Problem description:
Count the lines in the data below that contain the string "tall". Give only the number.

Supplied data:

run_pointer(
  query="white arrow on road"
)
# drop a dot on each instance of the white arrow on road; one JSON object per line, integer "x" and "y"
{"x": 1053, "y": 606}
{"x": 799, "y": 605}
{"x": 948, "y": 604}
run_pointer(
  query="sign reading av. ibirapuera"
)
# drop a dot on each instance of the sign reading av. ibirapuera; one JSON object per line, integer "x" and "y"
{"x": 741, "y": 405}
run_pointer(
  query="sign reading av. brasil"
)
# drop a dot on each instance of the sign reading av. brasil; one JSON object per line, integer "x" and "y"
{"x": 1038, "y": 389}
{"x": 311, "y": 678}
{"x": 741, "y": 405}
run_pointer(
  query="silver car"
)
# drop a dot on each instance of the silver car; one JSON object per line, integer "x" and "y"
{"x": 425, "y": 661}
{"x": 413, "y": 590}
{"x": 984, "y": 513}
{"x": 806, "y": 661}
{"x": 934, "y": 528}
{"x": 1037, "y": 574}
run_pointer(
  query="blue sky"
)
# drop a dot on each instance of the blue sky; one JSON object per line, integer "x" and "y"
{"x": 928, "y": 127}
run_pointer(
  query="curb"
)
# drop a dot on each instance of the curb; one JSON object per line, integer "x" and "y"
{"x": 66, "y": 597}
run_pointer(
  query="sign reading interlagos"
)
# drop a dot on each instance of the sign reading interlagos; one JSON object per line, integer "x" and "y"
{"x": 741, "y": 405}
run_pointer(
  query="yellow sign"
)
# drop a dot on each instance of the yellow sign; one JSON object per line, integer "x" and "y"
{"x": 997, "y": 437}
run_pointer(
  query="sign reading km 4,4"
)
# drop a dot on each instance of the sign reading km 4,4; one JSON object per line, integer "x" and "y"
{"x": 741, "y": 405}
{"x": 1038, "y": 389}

==

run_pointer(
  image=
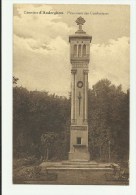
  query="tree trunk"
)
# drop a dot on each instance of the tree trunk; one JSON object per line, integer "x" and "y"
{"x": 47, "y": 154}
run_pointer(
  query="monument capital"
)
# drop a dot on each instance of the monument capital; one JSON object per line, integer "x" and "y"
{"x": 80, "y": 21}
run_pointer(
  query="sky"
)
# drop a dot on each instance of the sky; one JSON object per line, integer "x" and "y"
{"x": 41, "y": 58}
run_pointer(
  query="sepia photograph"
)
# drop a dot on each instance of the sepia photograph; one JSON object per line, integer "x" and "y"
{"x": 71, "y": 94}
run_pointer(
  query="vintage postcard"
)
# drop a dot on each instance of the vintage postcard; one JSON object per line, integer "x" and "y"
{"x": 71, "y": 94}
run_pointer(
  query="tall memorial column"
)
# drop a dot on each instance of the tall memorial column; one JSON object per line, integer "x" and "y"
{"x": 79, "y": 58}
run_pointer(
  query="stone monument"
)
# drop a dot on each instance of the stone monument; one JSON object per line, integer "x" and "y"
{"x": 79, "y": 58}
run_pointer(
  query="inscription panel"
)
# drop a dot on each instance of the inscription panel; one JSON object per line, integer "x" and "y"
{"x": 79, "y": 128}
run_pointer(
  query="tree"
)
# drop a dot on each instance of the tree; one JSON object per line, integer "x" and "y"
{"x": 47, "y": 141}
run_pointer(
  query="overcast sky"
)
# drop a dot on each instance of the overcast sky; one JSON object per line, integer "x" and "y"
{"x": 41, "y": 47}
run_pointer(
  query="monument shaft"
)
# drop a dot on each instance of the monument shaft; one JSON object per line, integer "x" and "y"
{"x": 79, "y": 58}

Written reply:
2